[Detection examples]
>> Begin

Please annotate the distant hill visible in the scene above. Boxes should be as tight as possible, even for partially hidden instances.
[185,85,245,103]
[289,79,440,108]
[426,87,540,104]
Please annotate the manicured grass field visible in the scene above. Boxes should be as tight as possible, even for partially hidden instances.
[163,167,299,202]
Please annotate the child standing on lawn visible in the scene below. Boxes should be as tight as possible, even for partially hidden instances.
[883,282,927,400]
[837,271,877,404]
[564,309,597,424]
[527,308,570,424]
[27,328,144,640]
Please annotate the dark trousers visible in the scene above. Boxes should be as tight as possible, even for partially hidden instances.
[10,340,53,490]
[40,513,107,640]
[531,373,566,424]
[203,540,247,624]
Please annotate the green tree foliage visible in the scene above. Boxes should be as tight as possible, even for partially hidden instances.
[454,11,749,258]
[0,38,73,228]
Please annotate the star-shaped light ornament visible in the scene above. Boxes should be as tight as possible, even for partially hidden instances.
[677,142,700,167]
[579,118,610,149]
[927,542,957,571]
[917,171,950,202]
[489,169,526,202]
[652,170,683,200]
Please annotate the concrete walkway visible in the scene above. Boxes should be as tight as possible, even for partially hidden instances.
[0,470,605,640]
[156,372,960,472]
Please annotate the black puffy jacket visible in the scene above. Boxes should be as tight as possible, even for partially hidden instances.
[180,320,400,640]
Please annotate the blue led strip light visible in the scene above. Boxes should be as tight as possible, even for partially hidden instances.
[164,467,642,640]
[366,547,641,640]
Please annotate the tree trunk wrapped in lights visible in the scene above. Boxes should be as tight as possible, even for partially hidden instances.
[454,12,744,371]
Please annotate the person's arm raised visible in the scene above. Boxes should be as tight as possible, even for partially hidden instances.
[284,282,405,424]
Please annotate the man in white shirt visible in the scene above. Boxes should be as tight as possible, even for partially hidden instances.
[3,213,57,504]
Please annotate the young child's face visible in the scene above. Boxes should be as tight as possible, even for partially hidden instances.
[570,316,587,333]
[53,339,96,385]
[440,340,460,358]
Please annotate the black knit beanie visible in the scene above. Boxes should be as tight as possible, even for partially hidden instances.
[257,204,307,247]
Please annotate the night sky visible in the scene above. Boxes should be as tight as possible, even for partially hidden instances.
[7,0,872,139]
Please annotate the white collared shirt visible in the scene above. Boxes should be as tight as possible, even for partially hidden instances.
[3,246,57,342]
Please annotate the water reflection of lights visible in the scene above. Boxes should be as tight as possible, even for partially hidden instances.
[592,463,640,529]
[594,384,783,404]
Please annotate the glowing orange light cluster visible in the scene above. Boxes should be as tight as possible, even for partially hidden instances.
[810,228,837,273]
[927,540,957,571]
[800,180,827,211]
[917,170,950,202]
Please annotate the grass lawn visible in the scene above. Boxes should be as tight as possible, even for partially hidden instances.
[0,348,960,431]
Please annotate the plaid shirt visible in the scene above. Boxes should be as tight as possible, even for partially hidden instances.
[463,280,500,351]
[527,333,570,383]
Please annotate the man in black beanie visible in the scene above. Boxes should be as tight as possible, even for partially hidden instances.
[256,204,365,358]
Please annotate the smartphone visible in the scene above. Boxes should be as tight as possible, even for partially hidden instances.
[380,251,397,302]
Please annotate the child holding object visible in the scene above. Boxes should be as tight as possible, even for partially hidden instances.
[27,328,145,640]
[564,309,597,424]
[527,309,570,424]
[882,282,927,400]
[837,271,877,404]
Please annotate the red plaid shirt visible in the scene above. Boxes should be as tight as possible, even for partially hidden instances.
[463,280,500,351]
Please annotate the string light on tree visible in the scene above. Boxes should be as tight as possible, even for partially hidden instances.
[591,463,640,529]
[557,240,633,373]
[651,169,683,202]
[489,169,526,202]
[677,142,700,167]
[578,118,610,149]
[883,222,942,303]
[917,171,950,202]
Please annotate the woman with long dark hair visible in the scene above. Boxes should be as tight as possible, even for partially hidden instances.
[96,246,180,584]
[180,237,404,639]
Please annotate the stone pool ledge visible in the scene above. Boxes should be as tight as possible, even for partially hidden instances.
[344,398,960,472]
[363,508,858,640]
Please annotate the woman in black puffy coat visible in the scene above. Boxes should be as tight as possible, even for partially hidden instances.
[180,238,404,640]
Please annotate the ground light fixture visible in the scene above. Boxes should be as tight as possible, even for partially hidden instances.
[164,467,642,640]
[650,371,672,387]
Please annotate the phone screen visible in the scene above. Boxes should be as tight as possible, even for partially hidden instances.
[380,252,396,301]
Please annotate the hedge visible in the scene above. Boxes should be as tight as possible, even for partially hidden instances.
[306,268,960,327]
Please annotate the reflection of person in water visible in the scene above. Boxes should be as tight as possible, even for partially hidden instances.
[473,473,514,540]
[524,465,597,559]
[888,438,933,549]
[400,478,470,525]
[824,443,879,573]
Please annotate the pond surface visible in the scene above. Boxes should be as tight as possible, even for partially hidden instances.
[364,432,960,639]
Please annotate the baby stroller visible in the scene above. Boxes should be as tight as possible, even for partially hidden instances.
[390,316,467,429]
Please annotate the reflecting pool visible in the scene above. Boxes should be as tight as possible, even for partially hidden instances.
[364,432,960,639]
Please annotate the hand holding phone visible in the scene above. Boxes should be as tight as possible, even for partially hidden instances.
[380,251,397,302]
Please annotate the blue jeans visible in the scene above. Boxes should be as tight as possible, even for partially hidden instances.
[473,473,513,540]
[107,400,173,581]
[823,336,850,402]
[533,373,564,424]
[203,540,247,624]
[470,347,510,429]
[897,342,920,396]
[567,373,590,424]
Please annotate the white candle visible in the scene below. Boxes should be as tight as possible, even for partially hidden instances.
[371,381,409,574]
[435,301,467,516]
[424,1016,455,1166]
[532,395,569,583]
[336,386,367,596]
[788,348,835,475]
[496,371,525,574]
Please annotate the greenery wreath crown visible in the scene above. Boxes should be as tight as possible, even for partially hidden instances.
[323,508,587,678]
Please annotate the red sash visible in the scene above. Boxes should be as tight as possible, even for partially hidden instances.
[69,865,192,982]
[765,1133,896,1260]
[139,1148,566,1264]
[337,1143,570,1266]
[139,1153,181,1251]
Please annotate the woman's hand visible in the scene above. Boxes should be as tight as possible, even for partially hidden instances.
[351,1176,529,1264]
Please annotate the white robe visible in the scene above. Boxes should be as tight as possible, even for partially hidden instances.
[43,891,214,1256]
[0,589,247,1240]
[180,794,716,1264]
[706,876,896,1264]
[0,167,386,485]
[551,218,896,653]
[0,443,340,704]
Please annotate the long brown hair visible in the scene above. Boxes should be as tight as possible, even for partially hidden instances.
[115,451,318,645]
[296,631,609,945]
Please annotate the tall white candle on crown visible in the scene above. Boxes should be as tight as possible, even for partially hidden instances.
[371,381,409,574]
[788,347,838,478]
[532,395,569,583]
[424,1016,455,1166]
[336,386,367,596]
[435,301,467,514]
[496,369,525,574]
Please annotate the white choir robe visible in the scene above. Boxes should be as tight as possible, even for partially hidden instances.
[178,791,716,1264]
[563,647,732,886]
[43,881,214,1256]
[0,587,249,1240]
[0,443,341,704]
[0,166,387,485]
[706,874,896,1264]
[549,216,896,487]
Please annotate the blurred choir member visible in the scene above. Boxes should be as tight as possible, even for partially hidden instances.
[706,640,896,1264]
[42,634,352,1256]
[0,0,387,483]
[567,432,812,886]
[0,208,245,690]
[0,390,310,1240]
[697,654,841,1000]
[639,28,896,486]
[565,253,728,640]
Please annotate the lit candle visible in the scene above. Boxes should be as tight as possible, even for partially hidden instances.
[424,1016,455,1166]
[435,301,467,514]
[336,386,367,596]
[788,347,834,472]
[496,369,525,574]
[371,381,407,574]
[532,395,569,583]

>> End

**Written problem**
Write out each line of the data above as one string in a JSON list, skipping blank lines.

**Response**
[
  "Please annotate the distant hill visible in the scene above. Boxes should be as tight as possible, even for partially hidden instances.",
  "[185,85,245,103]",
  "[289,79,440,108]",
  "[426,87,540,104]",
  "Please annotate the manicured grass field visible in the scene above. Boxes should be as tight as possible, even for partially hidden instances.",
  "[163,167,299,202]",
  "Please annotate the child standing on lawn visible in the scene below. Boxes should be as tight as possible, even for partially hidden instances.",
  "[883,282,927,400]",
  "[837,271,877,404]",
  "[564,309,597,424]",
  "[527,308,570,424]",
  "[27,328,144,640]",
  "Please annotate the dark trousers visible in the scene above. Boxes should be as tight as possible, even for partially hidden instances.",
  "[10,340,53,490]",
  "[40,513,107,640]",
  "[531,373,566,424]",
  "[203,540,247,624]",
  "Please annotate the green tree foliage visible in the scene above. Boxes should be as tight as possible, even for partially hidden instances.",
  "[454,11,749,258]",
  "[0,38,73,228]",
  "Please annotate the star-shaped light ornament visible in the scene above. Boxes should be as tight as possible, even for partially hidden instances.",
  "[677,142,700,167]",
  "[579,118,610,149]",
  "[927,542,957,571]",
  "[917,171,950,202]",
  "[489,169,526,202]",
  "[652,170,683,200]",
  "Please annotate the concrete walkway visible in the scene above. Boxes should be as tight as possible, even for partially hidden instances.",
  "[0,470,605,640]",
  "[156,372,960,472]",
  "Please annotate the black puffy jacket visible in the scene above. Boxes should be as tight as possible, even for partially hidden instances.",
  "[180,320,400,640]",
  "Please annotate the blue led strip light visible in the scene above. Boxes should be as tight as possible, even for partially hidden instances.",
  "[164,467,642,640]",
  "[366,547,641,640]",
  "Please annotate the tree trunk wrapped in lights visible in the scene above. Boxes should be as tight as possible, even for partially hidden instances.",
  "[454,12,744,371]",
  "Please annotate the person's arm raised visible in the scene above. Boxes should be as tight as possible, even for partially hidden instances.",
  "[284,282,405,424]",
  "Please annotate the man in white shirt visible in the scene above. Boxes should be as tight as possible, even for partially hidden instances.",
  "[3,213,57,504]",
  "Please annotate the young child's face visible in the scene above. Boxes should be as tight as possible, even for partially hidden instances.",
  "[570,316,587,333]",
  "[53,339,96,385]",
  "[440,340,460,358]",
  "Please annotate the black knit beanie visible in the scene above. Boxes should be as tight as possible, even for partially hidden instances.",
  "[257,204,307,247]",
  "Please annotate the night sky visible in the scene above. Boxes should be as tight as possible, even for partially hidden instances.",
  "[7,0,872,139]",
  "Please annotate the white collared shirt visible in the scene above. Boxes should be as tight as possible, even for partially hidden instances.",
  "[3,246,57,342]",
  "Please annotate the water reflection of lights visible in the scene above. Boxes should be as tight as possible, even for partially hidden instances.",
  "[592,463,640,529]",
  "[594,384,783,404]",
  "Please annotate the glowing orange light cluster visible in the scene above. Boxes should be as tight as possible, even for partially hidden instances.",
  "[810,228,837,273]",
  "[927,540,957,571]",
  "[800,180,827,211]",
  "[917,170,950,202]",
  "Please annotate the grass lawn visible in the scene above. Boxes should be as tight as possible, even for partially hidden instances.",
  "[0,348,960,431]",
  "Please annotate the plaid shirt visible in the scene above. Boxes should be as tight as possible, even for partially hidden instances.",
  "[463,280,500,351]",
  "[527,333,570,383]",
  "Please annotate the man in black beanie visible in the scene above. Boxes should be as tight as possible, even for partially hidden instances.",
  "[256,204,365,358]",
  "Please annotate the smartphone visible in the scene above. Boxes should be as tight as possible, even for partially hidden instances.",
  "[380,251,397,302]",
  "Please annotate the child holding object visible in the scene above. Boxes should be as tight as possible, even for partially hidden instances.",
  "[27,328,145,640]",
  "[564,309,597,424]",
  "[527,309,570,424]",
  "[882,282,927,400]",
  "[837,271,877,404]",
  "Please annotate the red plaid shirt visible in the scene above. Boxes should be as tight as possible, even for partially hidden instances.",
  "[463,280,500,351]",
  "Please annotate the string light on tree visible in the scene above. Boxes should be as tight as possible, even for partially hidden instances.",
  "[591,463,640,529]",
  "[557,240,633,373]",
  "[651,169,683,202]",
  "[489,169,526,202]",
  "[677,142,700,167]",
  "[578,118,610,149]",
  "[883,222,942,303]",
  "[917,171,950,202]",
  "Please annotate the woman with long dark hair visible in the scene above. Boxes should be as tight as possible, even for partially hidden instances.",
  "[96,246,180,584]",
  "[180,237,404,639]",
  "Please annotate the stone pool ledge visible in the scene above. Boxes should be as tight as possible, even for partially hidden instances.",
  "[344,398,960,472]",
  "[363,508,858,640]",
  "Please annotate the woman in black puffy coat visible in the scene above. Boxes should be as tight as possible, even for partially hidden instances.",
  "[180,238,404,640]",
  "Please annotate the ground light fixture visible in the scene above. Boxes should be as tight as possible, even for partially hidden instances.",
  "[164,467,642,640]",
  "[650,371,672,387]",
  "Please annotate the phone screen visible in the scene above. Boxes should be as tight as possible, even for partially hidden instances.",
  "[380,252,396,301]",
  "Please annotate the hedge visible in the scene above. Boxes should be as tight as possible, even for partially hidden instances.",
  "[306,268,960,327]",
  "Please annotate the reflection of person in water visible in the scene above. Boxes should be as tight as possible, even for partially hidden instances.",
  "[473,473,514,540]",
  "[524,465,597,559]",
  "[888,438,933,549]",
  "[400,478,470,525]",
  "[824,443,879,573]",
  "Please annotate the pond surface visible in the scene above. Boxes should be as tight as possible, even for partially hidden instances.",
  "[364,432,960,639]",
  "Please annotate the baby stroller visible in the scene above. Boxes should be as tight as possible, even for partially hidden instances.",
  "[390,316,467,429]",
  "Please annotate the reflecting pool visible in the scene above. Boxes should be as tight as possible, even for partially hidden instances.",
  "[364,432,960,639]",
  "Please annotate the hand holding phone visible in the scene above. Boxes should be as tight as possible, even for partially hidden instances.",
  "[380,251,397,302]",
  "Please annotate the blue jeans visible in the scene above. Boxes should be as tight as possible, even for partially hidden instances.",
  "[473,473,513,540]",
  "[107,400,173,581]",
  "[823,336,850,402]",
  "[533,373,564,424]",
  "[203,540,247,624]",
  "[470,347,510,429]",
  "[897,342,920,396]",
  "[567,373,590,424]",
  "Please annotate the white candle visible in the scene below. Boxes should be as tight as possible, even for partially hidden instances.",
  "[371,381,409,574]",
  "[435,301,467,516]",
  "[424,1016,455,1166]",
  "[532,395,569,583]",
  "[336,386,367,596]",
  "[788,348,835,475]",
  "[496,371,525,574]",
  "Please annotate the greenery wreath crown visible in the scene above. Boxes should be as tight as possible, even for partially hidden instances.",
  "[323,508,587,678]",
  "Please annotate the red sash visible in the scene above. Boxes should be as tight as possible, even for partially hidden instances.",
  "[69,865,192,982]",
  "[765,1133,896,1260]",
  "[139,1148,566,1264]",
  "[337,1143,570,1266]",
  "[139,1153,181,1251]",
  "Please annotate the woman's hand visible in the scene above. Boxes should be as tight as possible, even for partially hidden instances.",
  "[351,1176,529,1264]",
  "Please annotate the white robe visible in the scene above. Boxes should be as tight as possible, even for partially hidden instances.",
  "[43,891,214,1256]",
  "[0,589,247,1240]",
  "[180,794,716,1264]",
  "[706,876,896,1264]",
  "[0,167,386,485]",
  "[551,218,896,653]",
  "[0,443,340,704]",
  "Please annotate the long brown hair visible in the scene above. Boxes should be as tight as possible, even for partially hidden instances.",
  "[115,451,318,645]",
  "[296,631,609,945]",
  "Please annotate the tall white candle on crown visible in the scene above. Boxes should be as tight as possible, even for partially hidden instances.",
  "[371,381,409,574]",
  "[788,347,838,478]",
  "[532,395,569,583]",
  "[424,1016,455,1166]",
  "[336,386,367,596]",
  "[435,301,467,514]",
  "[496,369,525,574]",
  "Please annotate the white choir robe visible in the scene above. Boxes should be as tight as possible, even for partially hidden instances.",
  "[178,791,716,1264]",
  "[563,647,732,886]",
  "[43,881,214,1256]",
  "[0,587,249,1240]",
  "[0,443,341,704]",
  "[0,166,387,485]",
  "[706,874,896,1264]",
  "[549,216,896,487]",
  "Please annotate the blurred choir member visible in the scene above. Boxes should be as tight as possible, even for partially hidden instances.",
  "[706,640,896,1264]",
  "[42,634,352,1256]",
  "[0,0,387,483]",
  "[567,432,812,886]",
  "[0,208,245,690]",
  "[0,390,310,1240]",
  "[697,654,841,1000]",
  "[639,28,896,486]",
  "[565,253,728,640]",
  "Please annotate the lit candle visible in the scene above. Boxes should be as tight as possible, even for partially hidden instances.",
  "[424,1016,455,1166]",
  "[435,301,467,514]",
  "[336,386,367,596]",
  "[788,347,834,472]",
  "[496,369,525,574]",
  "[371,381,407,574]",
  "[532,395,569,583]"
]